### EXERCISE TASK
Rescale the data from its first line through the line containing "[0,0,632,203]", both ends included. Copy every line in that span, and multiply each bounding box coordinate in the answers by 0.4, rounding to the nearest whole number with halves rounded up.
──────── SOURCE MATERIAL
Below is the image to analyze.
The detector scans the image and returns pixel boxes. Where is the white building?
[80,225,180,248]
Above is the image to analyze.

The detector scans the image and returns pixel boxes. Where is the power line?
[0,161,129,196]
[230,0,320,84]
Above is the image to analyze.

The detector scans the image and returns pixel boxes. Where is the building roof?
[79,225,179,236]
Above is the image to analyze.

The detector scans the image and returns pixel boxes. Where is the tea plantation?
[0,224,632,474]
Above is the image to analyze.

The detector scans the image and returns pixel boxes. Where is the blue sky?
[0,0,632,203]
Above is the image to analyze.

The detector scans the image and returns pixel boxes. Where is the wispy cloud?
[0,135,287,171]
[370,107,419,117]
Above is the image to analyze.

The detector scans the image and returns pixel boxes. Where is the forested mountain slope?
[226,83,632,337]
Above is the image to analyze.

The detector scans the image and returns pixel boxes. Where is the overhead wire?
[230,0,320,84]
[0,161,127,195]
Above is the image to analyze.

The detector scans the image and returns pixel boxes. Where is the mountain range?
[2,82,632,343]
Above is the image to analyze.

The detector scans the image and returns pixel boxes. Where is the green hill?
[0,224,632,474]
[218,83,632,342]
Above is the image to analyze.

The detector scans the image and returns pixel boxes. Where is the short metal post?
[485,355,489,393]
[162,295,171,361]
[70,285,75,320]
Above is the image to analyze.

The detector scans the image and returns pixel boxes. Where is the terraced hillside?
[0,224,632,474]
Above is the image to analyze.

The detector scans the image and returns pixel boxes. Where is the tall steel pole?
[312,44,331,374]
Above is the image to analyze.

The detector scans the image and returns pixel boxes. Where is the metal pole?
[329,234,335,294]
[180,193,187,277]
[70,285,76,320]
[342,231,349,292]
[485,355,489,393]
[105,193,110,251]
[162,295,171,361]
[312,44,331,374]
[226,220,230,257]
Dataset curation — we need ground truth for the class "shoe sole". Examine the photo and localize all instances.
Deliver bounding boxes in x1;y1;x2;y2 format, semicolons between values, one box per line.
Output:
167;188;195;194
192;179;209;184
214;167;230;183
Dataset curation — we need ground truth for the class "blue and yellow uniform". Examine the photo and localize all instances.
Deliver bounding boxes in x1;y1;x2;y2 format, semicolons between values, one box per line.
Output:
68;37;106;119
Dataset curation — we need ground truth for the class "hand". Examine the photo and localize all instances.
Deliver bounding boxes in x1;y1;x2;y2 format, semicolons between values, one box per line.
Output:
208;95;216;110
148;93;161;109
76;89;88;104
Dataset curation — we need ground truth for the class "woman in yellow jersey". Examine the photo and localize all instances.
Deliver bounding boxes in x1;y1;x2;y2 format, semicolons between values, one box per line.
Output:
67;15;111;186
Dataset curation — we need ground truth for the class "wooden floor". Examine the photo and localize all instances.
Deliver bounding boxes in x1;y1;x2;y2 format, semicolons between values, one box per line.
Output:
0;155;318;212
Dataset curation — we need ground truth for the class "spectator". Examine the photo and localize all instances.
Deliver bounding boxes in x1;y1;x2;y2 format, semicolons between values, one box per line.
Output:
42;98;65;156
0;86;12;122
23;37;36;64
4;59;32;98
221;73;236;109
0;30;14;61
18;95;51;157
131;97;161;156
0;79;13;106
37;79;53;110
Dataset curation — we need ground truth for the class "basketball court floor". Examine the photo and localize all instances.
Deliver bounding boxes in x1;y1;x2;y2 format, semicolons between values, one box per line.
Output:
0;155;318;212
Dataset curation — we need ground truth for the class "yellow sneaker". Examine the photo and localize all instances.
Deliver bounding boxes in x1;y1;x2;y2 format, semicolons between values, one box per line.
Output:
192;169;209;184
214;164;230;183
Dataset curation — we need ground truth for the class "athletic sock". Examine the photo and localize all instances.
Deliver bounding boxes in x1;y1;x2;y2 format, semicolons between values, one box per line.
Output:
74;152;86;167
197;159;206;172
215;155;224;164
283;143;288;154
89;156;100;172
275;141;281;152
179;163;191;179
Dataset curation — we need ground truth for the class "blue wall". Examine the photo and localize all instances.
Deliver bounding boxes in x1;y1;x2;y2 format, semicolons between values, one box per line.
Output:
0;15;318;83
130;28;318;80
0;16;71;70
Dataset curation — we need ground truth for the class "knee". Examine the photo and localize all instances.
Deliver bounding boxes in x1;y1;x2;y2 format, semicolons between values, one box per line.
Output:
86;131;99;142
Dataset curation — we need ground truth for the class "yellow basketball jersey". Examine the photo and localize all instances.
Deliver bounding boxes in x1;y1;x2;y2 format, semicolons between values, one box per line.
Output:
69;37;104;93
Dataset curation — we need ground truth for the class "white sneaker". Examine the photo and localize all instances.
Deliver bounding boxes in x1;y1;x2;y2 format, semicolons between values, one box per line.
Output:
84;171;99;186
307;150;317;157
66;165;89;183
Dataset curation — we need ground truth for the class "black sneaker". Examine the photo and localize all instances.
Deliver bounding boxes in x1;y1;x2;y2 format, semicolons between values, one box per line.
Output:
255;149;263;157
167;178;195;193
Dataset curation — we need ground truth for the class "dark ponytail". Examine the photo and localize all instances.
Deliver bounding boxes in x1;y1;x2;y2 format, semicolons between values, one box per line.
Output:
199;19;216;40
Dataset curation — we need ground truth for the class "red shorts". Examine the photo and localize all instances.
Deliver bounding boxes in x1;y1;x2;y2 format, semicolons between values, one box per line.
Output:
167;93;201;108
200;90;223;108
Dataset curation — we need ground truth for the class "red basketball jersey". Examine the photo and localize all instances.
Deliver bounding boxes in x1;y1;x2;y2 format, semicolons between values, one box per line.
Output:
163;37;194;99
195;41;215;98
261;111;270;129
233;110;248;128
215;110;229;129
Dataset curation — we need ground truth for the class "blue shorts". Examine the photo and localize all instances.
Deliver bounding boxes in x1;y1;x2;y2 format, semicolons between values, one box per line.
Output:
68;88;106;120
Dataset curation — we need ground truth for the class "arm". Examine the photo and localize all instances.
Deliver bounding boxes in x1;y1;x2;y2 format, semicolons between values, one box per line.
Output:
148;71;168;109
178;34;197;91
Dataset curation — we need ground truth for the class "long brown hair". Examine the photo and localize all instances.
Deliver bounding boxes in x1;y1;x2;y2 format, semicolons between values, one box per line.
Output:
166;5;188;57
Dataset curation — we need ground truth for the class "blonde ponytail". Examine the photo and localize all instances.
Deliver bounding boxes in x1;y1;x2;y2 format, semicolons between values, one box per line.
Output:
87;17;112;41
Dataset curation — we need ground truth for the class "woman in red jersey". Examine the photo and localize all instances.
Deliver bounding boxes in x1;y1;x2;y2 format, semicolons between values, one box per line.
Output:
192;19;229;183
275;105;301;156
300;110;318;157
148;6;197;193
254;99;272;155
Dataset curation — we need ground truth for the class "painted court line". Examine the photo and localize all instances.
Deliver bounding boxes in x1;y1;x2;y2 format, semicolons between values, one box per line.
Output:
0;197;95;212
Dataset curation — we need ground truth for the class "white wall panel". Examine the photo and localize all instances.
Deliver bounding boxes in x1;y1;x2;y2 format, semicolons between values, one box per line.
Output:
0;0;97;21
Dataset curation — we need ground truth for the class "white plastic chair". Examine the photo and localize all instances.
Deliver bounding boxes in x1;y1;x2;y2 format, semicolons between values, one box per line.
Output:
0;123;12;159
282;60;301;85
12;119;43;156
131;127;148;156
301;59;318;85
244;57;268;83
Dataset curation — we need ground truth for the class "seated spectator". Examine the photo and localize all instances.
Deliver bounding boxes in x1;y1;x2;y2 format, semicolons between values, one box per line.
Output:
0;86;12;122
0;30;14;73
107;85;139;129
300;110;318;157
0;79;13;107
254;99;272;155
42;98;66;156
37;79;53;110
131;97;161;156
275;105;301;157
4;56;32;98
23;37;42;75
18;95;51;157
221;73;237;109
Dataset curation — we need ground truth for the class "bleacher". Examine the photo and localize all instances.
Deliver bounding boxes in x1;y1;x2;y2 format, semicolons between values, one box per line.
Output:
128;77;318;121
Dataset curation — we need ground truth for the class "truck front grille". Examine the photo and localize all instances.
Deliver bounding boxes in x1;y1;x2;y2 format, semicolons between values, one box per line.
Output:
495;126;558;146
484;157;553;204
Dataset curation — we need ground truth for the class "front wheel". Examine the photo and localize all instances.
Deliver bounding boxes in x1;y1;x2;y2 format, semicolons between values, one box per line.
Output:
────────────────
### ANSWER TO THE PROBLEM
Below is the image to analyze.
The detector scans the image and returns pixel boxes. Where is the white building?
[32,90,72,99]
Above is the image to analyze.

The detector scans the image and returns pixel boxes. Where is the power line?
[0,64,52,78]
[92,0,128,34]
Above is the image to analyze.

The detector scans the image and returns pixel boxes. Where is the building roof?
[32,90,72,94]
Above is the image to analyze.

The detector scans the image and returns pixel boxes. Where is the tea plantation?
[0,90,253,190]
Above is the image to analyze.

The detector scans the image and returns pixel boxes. Where is the blue sky?
[0,0,253,81]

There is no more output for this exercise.